── Extracted text ──
The effects of randomized study treatment on the prespecified GRADE CV outcomes MACE-3 (a composite of non-fatal MI, non-fatal CVA and CV death) and “any CVD” have been previously published8. In the present analyses, we compare the incidence of a more expansive set of CV outcomes among the GRADE treatment groups. These outcomes include MACE-4 (MACE-3 + UA requiring hospitalization or revascularization), MACE-5 (MACE-4 + coronary revascularization), MACE-6 (MACE-5 + HHF), and the individual components of MACE-5 and HHF separately. The outcome of MACE-6 is also analyzed as a recurrent event (ALL MACE-6). In addition, we analyze the risks of HHF and the composite outcomes MACE-3 through MACE-6 in the liraglutide-treated group compared to the other 3 treatment groups combined. Finally, to assess for potential heterogeneity of study treatment effect, we determined the incidence of outcomes MACE-3 through MACE-6 in prespecified subgroups of particular clinical interest including sex; race (White, Black, Other) and ethnicity (Hispanic, Non-Hispanic); baseline tertile of age, body mass index (BMI), duration of diabetes, and HbA1c; baseline kidney function (eGFR <60 or ≥60 ml/min/1.73 m2) and albuminuria category (moderately increased, [urine albumin:creatinine ratio (UACR) 30 to ≤300 mg/g] or severely increased, [UACR >300 mg/g]); smoking (current/past/never); hypertension (measured BP ≥130/80 mmHg or treatment with blood pressure-lowering agents); and dyslipidemia (fasting LDL-cholesterol ≥100 mg/dL [2.6 mmol/L], triglycerides ≥150 mg/dL [1.7 mmol/L], HDL-cholesterol <40 mg/dL [1.0 mmol/L] in men or <50 mg/dL [1.3 mmol/L] in women, or use of lipid-lowering medication).

Statistical analysis

All analyses were prespecified in the statistical analysis plan and were conducted under the intention-to-treat principle, including all randomized participants regardless of prior CVD history. Key baseline clinical characteristics were summarized by treatment group, with continuous values summarized as means (+/− standard deviation) or as the median (interquartile range). Categorical variables were summarized as counts and column percentages. The p-values are based on t-tests for continuous variables and chi-squared tests for binary and categorical variables.
───
── Source material ──
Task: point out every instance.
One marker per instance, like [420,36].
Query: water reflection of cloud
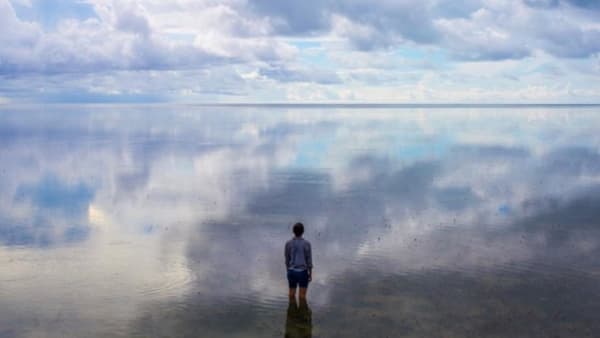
───
Assigned task —
Answer from the GRADE outcomes text:
1. What does MACE-4 add to MACE-3?
2. What eGFR value splits the baseline kidney function subgroups?
3. Which test produced the p-values for binary and categorical variables?

Written answer —
1. UA requiring hospitalization or revascularization
2. 60 ml/min/1.73 m2 (<60 or ≥60)
3. Chi-squared tests